**Data excerpts**
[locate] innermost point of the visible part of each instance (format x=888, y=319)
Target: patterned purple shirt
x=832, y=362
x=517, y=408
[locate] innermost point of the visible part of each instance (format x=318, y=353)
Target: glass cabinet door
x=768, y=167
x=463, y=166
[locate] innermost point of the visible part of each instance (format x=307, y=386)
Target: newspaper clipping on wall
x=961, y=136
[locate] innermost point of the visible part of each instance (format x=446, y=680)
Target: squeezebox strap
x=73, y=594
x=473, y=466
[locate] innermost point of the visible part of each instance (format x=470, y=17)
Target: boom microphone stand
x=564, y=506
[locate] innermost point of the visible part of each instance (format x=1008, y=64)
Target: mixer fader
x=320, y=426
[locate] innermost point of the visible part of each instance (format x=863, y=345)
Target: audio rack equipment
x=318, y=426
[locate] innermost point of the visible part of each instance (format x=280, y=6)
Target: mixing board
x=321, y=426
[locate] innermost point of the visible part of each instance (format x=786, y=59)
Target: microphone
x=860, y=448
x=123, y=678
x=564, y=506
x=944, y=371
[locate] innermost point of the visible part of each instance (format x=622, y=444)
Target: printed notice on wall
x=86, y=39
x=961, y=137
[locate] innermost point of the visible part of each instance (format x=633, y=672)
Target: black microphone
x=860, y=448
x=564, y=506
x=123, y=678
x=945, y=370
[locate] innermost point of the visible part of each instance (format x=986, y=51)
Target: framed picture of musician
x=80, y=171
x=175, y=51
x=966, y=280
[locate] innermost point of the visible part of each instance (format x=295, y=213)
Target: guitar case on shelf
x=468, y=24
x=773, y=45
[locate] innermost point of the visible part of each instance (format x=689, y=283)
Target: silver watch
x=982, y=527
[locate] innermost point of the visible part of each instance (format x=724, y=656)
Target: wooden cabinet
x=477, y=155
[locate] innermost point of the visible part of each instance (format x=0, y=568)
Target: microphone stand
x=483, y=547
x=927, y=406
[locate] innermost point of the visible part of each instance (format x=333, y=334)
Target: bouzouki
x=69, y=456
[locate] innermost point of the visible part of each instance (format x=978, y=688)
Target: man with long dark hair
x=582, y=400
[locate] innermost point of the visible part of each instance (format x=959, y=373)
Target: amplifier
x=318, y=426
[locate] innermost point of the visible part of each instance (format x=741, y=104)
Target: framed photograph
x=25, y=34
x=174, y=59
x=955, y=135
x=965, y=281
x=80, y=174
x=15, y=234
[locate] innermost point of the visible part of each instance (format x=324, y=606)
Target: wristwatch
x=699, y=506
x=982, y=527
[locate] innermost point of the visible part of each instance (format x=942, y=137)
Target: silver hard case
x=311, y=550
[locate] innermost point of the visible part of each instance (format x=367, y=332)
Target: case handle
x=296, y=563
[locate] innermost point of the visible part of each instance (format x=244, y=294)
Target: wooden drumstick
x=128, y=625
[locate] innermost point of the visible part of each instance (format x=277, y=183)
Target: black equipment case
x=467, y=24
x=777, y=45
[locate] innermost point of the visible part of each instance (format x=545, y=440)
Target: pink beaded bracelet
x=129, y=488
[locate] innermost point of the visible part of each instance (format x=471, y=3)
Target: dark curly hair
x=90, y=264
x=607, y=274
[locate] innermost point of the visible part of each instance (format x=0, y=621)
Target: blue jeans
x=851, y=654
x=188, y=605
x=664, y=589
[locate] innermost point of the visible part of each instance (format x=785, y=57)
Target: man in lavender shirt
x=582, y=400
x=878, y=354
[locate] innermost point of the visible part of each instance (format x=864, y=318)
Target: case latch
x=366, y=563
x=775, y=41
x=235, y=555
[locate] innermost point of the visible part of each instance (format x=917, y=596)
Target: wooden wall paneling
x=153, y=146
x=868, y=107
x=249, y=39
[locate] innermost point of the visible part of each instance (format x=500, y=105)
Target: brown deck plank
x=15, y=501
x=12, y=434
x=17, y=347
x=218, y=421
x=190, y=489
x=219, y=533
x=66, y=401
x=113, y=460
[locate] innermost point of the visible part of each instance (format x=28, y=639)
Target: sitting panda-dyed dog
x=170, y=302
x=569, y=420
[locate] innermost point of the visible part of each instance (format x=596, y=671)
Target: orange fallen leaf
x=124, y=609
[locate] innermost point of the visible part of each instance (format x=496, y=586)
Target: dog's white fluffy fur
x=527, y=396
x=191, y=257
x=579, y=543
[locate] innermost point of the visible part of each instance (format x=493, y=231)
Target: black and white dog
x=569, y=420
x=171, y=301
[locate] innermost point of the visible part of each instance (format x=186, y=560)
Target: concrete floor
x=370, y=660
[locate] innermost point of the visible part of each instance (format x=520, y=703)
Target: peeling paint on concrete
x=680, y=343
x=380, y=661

**Activity**
Everything from the line with "Target: concrete floor" to the last line of the entries above is to be retyped exactly. Include both ends.

**Solution**
Target: concrete floor
x=370, y=660
[locate] innermost point of the visible part of each instance (format x=520, y=703)
Target: peeling paint on concrete
x=680, y=343
x=380, y=661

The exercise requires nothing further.